◆ Written task ◆
Answer these questions using the trouble light shield claims below, one answer per line, numbered to match.
1. What two kinds of insulation does claim 2 say the guard assembly means includes?
2. What two portions does claim 7 say the guard assembly means further includes?
3. What does claim 8 say the guard assembly means includes?

## Start Excerpt provided

2. The trouble light shield of claim 1, wherein said guard assembly means includes thermal and electrical insulation means.
3. The trouble light shield of claim 1, wherein said second positioning means includes a plurality of posts extending from said guard assembly means, said posts engaging said reflector shield and maintaining said predetermined distance between said reflector shield and said guard assembly means, whereby relative movement between said reflector shield and said guard assembly means and substantial contact therebetween is prevented.
4. The trouble light shield of claim 1, wherein said second positioning means includes rim means disposed on the periphery of said reflector shield, said rim means engaging said guard assembly means to maintain said reflector shield of its predetermined distance from said guard assembly means, whereby relative movement of said reflector shield with respect to said guard assembly means and substantial contact therebetween is prevented.
5. The trouble light shield of claim 1, further including heat transfer means engaging said reflector shield for disapating any heat transferred from said reflector shield to said guard assembly means.
6. The trouble light shield of claim 1, wherein said second positioning means further includes post means extending from said guard assembly means and engaging said reflector shield to maintain said predetermined distance between said reflector shield and said guard assembly means and to prevent substantial contact between said reflector shield and said guard assembly means.
7. The trouble light shield of claim 1, wherein said guard assembly means further includes a fixed guard portion and a pivotable access portion.
8. The trouble light shield of claim 7, wherein said guard assembly means includes a plurality of radially spaced, vertical wires.

## End Excerpt provided
## Start Extracted records

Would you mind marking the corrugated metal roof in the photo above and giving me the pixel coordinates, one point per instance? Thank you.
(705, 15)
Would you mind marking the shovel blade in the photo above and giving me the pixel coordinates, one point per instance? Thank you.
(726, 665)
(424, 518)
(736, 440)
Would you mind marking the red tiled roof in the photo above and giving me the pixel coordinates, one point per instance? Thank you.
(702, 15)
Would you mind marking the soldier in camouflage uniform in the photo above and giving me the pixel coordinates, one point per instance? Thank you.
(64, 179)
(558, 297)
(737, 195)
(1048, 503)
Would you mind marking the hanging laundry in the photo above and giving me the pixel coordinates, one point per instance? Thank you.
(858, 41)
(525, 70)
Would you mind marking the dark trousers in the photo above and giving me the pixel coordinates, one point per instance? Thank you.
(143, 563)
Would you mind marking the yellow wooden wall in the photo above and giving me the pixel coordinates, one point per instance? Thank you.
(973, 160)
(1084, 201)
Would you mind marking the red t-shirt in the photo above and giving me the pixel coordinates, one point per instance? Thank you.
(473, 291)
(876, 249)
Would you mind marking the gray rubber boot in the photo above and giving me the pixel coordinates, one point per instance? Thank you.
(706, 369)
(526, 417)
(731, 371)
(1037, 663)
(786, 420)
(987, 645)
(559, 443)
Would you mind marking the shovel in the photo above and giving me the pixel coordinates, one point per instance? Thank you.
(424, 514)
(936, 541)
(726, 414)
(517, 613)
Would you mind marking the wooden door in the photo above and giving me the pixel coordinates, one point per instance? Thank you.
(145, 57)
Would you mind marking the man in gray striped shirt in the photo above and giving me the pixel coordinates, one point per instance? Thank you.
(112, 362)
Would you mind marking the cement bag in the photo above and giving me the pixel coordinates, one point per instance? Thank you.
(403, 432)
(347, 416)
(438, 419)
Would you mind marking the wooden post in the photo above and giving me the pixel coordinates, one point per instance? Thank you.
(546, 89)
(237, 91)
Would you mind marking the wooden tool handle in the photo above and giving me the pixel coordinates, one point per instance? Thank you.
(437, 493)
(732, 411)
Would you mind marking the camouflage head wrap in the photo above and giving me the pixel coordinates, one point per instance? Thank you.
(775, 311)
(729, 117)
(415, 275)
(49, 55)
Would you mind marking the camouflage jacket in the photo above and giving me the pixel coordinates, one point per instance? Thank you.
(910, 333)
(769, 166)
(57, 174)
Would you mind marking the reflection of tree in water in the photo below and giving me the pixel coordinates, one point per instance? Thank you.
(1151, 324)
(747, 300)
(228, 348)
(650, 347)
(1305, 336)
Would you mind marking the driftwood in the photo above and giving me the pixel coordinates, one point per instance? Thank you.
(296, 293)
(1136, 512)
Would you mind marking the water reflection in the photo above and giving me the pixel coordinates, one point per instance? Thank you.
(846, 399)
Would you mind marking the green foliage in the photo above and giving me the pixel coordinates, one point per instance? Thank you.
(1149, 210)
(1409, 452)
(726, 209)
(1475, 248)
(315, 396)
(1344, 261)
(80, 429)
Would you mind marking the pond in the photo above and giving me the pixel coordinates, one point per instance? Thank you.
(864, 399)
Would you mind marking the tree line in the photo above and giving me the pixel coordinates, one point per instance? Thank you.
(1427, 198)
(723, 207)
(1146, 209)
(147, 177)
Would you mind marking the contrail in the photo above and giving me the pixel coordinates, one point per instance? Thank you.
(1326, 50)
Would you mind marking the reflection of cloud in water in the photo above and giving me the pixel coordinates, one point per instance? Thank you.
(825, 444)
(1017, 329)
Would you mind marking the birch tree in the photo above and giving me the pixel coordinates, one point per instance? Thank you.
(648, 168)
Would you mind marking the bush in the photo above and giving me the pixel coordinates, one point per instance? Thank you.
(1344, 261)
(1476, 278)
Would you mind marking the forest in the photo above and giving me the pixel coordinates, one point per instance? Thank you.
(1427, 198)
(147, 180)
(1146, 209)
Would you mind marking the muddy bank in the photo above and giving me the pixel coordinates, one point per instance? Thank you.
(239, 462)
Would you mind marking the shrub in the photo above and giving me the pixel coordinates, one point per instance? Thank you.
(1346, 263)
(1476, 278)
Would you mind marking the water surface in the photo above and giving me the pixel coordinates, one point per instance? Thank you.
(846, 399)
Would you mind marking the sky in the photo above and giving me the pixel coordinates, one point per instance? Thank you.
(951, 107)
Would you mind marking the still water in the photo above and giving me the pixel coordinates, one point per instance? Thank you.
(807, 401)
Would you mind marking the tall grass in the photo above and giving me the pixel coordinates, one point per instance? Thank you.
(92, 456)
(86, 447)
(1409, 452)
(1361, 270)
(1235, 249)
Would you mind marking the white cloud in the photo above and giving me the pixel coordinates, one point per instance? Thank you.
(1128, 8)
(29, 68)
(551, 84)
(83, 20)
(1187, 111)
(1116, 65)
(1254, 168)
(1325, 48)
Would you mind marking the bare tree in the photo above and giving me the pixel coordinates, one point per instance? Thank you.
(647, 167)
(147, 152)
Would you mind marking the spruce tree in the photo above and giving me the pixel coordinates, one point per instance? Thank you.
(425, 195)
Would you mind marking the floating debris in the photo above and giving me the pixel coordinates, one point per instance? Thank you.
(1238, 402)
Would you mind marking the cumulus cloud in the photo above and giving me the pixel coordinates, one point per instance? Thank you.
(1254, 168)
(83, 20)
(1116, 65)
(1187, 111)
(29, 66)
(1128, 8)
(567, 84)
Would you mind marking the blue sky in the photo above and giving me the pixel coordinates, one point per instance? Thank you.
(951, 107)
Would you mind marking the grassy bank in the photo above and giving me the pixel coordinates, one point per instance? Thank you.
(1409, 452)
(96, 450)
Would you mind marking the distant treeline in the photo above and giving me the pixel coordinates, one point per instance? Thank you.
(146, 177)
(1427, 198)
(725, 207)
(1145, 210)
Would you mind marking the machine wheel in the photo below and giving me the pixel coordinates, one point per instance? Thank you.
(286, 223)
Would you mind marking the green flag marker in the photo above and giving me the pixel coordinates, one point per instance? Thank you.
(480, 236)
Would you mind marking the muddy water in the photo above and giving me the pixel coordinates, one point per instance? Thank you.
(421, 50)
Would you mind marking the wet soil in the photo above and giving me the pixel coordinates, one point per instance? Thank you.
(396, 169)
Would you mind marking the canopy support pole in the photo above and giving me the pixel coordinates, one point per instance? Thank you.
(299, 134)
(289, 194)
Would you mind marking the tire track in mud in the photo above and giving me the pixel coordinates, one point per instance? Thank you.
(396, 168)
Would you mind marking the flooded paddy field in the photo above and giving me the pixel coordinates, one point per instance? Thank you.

## End Extracted records

◆ Written answer ◆
1. Thermal and electrical insulation means.
2. A fixed guard portion and a pivotable access portion.
3. A plurality of radially spaced, vertical wires.